▸ **STORED RECORDS**
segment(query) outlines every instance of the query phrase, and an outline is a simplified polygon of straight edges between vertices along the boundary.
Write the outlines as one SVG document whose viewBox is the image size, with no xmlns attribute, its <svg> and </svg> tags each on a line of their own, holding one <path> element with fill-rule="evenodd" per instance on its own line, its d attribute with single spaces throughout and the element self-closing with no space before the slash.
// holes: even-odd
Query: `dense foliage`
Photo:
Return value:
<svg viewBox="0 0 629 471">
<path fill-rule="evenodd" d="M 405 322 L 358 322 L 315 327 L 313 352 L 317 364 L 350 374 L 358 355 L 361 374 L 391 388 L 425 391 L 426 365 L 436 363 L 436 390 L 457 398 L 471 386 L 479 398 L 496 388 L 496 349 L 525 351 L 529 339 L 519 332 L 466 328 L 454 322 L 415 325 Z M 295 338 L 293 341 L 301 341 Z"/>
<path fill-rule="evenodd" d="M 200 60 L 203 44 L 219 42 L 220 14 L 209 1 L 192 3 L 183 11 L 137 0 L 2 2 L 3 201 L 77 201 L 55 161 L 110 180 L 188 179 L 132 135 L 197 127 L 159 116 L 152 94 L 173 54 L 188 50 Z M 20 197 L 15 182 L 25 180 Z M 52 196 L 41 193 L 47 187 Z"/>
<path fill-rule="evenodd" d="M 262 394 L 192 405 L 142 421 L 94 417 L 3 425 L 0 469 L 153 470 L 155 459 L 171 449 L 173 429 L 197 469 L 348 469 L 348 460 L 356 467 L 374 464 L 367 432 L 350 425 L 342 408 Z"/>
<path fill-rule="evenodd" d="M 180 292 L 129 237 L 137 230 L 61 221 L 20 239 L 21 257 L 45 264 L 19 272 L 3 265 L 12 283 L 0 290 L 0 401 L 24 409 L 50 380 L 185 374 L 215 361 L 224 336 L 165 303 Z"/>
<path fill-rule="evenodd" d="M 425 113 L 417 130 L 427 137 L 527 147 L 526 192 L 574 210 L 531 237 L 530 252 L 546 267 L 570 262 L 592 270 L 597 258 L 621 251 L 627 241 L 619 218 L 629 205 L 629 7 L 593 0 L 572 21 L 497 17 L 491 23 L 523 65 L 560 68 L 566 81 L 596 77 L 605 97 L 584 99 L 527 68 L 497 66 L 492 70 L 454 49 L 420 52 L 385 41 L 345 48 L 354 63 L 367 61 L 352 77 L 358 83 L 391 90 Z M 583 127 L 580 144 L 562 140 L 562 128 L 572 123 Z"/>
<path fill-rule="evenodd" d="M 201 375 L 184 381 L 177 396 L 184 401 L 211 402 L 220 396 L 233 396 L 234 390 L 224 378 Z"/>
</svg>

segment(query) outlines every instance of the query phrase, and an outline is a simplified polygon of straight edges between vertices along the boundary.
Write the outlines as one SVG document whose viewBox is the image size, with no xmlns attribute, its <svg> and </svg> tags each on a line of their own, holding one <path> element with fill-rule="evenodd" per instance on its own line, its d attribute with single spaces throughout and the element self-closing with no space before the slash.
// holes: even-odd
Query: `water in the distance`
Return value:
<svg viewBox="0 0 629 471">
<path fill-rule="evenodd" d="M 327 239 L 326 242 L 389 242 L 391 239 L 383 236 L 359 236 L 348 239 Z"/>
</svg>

▸ **THE EXERCISE**
Give every line of the items above as a JSON list of strings, one string per line, leaving out blank lines.

▸ **EXERCISE RESULT**
[
  "segment(query) outlines every instance of the query phrase, and an outline is a simplified polygon of straight edges between vertices along the boundary.",
  "Write the outlines as one SVG document whose viewBox is the image size, with no xmlns attribute, its <svg> and </svg> tags each on a line of their own, holding one <path> element with fill-rule=\"evenodd\" per instance on its own line, its d attribute with single spaces throughout and the element self-closing with no space before the slash.",
  "// holes: even-odd",
  "Query: `dense foliage`",
  "Photo:",
  "Return value:",
  "<svg viewBox=\"0 0 629 471\">",
  "<path fill-rule=\"evenodd\" d=\"M 405 322 L 358 322 L 315 327 L 313 352 L 317 364 L 350 374 L 358 355 L 361 374 L 391 388 L 425 391 L 426 365 L 436 363 L 436 390 L 457 398 L 471 386 L 479 398 L 496 388 L 496 349 L 525 351 L 529 339 L 519 332 L 466 328 L 454 322 L 415 325 Z M 295 338 L 293 341 L 301 341 Z\"/>",
  "<path fill-rule=\"evenodd\" d=\"M 200 60 L 203 44 L 219 42 L 220 14 L 209 1 L 192 3 L 183 11 L 137 0 L 2 2 L 3 201 L 77 201 L 55 161 L 110 180 L 188 179 L 132 135 L 197 127 L 159 116 L 152 94 L 173 54 L 188 50 Z M 20 197 L 15 182 L 25 180 Z M 52 196 L 41 193 L 47 187 Z\"/>",
  "<path fill-rule=\"evenodd\" d=\"M 262 394 L 192 405 L 142 421 L 94 417 L 3 425 L 0 469 L 153 470 L 155 459 L 171 449 L 173 429 L 197 469 L 348 469 L 348 460 L 356 467 L 374 464 L 367 432 L 350 425 L 342 408 Z\"/>",
  "<path fill-rule=\"evenodd\" d=\"M 180 292 L 129 237 L 137 230 L 61 221 L 20 239 L 21 257 L 45 264 L 19 272 L 3 265 L 12 283 L 0 290 L 0 401 L 24 409 L 50 380 L 185 374 L 215 361 L 224 336 L 165 303 Z\"/>",
  "<path fill-rule=\"evenodd\" d=\"M 425 113 L 417 130 L 427 137 L 527 147 L 526 192 L 574 210 L 531 237 L 530 252 L 546 267 L 570 262 L 592 270 L 597 258 L 621 251 L 627 241 L 619 218 L 629 205 L 629 7 L 593 0 L 572 21 L 497 17 L 491 23 L 523 65 L 560 68 L 566 81 L 596 77 L 605 97 L 584 99 L 527 68 L 497 66 L 492 70 L 454 49 L 420 52 L 385 41 L 345 48 L 354 63 L 367 61 L 352 77 L 358 83 L 391 90 Z M 583 127 L 580 144 L 562 140 L 562 128 L 572 123 Z\"/>",
  "<path fill-rule=\"evenodd\" d=\"M 201 375 L 184 381 L 177 396 L 184 401 L 211 402 L 220 396 L 233 396 L 234 390 L 224 378 Z\"/>",
  "</svg>",
  "segment(query) outlines every instance of the query phrase, and an outline is a simplified polygon of straight edges between vertices along the boundary.",
  "Write the outlines as one SVG document whose viewBox is the image size, with no xmlns attribute, its <svg> and </svg> tags each on a line of their own, holding one <path> element with fill-rule=\"evenodd\" per instance on its own line, its d attribute with single spaces throughout and the element self-closing with no space before the slash.",
  "// holes: even-odd",
  "Query: `water in the distance`",
  "Return value:",
  "<svg viewBox=\"0 0 629 471\">",
  "<path fill-rule=\"evenodd\" d=\"M 327 239 L 326 242 L 389 242 L 391 239 L 383 236 L 359 236 L 348 239 Z\"/>",
  "</svg>"
]